#### TEKS BACAAN:

────────

Namun dalam perjalanannya, saat kepemimpinan diambil alih Orde Baru, gagasan kemaritiman Bung Karno kandas. Konsentrasi pembangunan lebih mengarah kepada daratan atau dikenal dengan istilah continental oriented development (COD). Dengan dibantu IMF dan Bank Dunia, pembangunan infrastruktur jalur darat pada era Orde Baru benar-benar memukau, sedangkan sektor maritim mengempis, bahkan minus perhatian.

Nalar pembangunan maritim kembali hidup saat kepemimpinan Abdurrahman Wahid (Gus Dur), dengan membentuk Departemen Eksplorasi Laut dan Perikanan sekaligus menunjuk Sarwono Kusumaatmadja sebagai menterinya. Sayangnya, kepemimpinan Gus Dur tidak berlangsung lama karena harus lengser dari kursi presiden. Ini gagasan kemaritiman pun ikut surut.

Setelah era Gus Dur, wacana pembangunan kemaritiman terdengar sayup-sayup, meskipun ada Kementerian Kelautan dan Perikanan pada era Susilo Bambang Yudhoyono (SBY).

Karena itu ketika Jokowi menggembar-gemborkan pentingnya pembangunan bervisi kemaritiman, hal tersebut seperti memberi kabar gembira bagi publik. Gagasan ini dapat menyembuhkan amnesia sejarah kita dari nalar politik yang bervisi maritim.

Faktor Penting

Ada beberapa faktor penting yang menyebabkan nalar politik maritim harus segera dihidupkan kembali. Pertama, nenek moyang kita adalah seorang pelaut. Dengan menghidupkan nalar politik maritim, berarti Indonesia sedang kembali ke jati diri bangsa.

Dalam hal ini, sejarawan AB Lapian (1929-2011) pernah mengatakan, Indonesia itu disatukan oleh laut, bukan dipisahkan lautan sebab perairan itu menjadi jembatan menyatukan wilayah-wilayah dan pulau-pulau di negeri ini (Munawir Aziz, 2014).

Kedua, dari sisi geopolitik, sektor maritim sangat vital, apalagi dalam kasus Indonesia. Catatan-catatan tragis tentang nasib nelayan kita terus berserakan. Tak hanya kalah dari sisi diplomasi, para pelaut kita kerap minder dengan pelaut-pelaut negeri tetangga karena mereka dibekali peralatan lengkap dan kapal yang memadai.

Tak heran jika ikan di perairan kita kerap dicaplok negeri tetangga. Sebagai wilayah maritim, kita masih sangat gagap dibandingkan negara-negara seperti Singapura, Malaysia, Korea, bahkan Papua Nugini sekalipun.

Masih segar dalam ingatan kita bagaimana insiden gugus tempur kapal induk USS Carl Vinson Juli 203 di perairan Bawean, lepasnya Pulau Sipadan-Ligitan, serta konflik Laut Tiongkok Selatan. Rentetan peristiwa itu menandakan wilayah maritim sangat setrategis. Di wilayah maritim itulah kekuatan suatu bangsa dapat dilihat.

────────

#### DATA:
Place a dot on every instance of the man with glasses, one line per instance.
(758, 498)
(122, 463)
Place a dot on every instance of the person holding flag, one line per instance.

────────

#### TUJUAN LATIHAN:
Tentukan apakah tiap pernyataan berikut sesuai dengan teks tentang pembangunan maritim, lalu jawab ya atau tidak disertai kutipan persis dari teks yang menjadi penentunya. (a) Pada era Orde Baru, pembangunan lebih diarahkan ke daratan. (b) Departemen Eksplorasi Laut dan Perikanan dibentuk pada era Susilo Bambang Yudhoyono. (c) Menurut AB Lapian, Indonesia dipisahkan oleh lautan.

#### JAWABAN TUGAS:
(a) Ya: "Konsentrasi pembangunan lebih mengarah kepada daratan atau dikenal dengan istilah continental oriented development (COD)."
(b) Tidak: "Nalar pembangunan maritim kembali hidup saat kepemimpinan Abdurrahman Wahid (Gus Dur), dengan membentuk Departemen Eksplorasi Laut dan Perikanan"
(c) Tidak: "Indonesia itu disatukan oleh laut, bukan dipisahkan lautan"